WHAT IS REQUIRED - Rewrite every line of the listing below, replacing "point" with "locate" wherever it appears and keeping everything else unchanged. Omit the pictures from your version.

Data entries
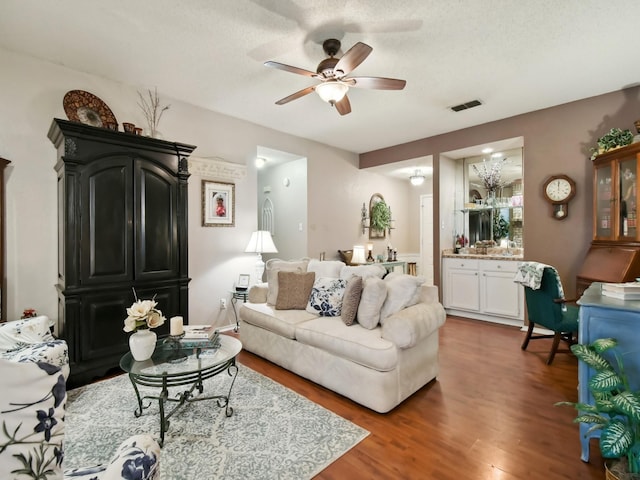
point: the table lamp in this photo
(358, 255)
(260, 242)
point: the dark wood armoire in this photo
(614, 255)
(122, 225)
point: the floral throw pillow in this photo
(326, 297)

SOLUTION -
locate: the table lamp in this photo
(358, 255)
(260, 242)
locate: the dark wood armoire in this photo
(614, 255)
(122, 225)
locate: the floral throw pillow in this photo
(326, 297)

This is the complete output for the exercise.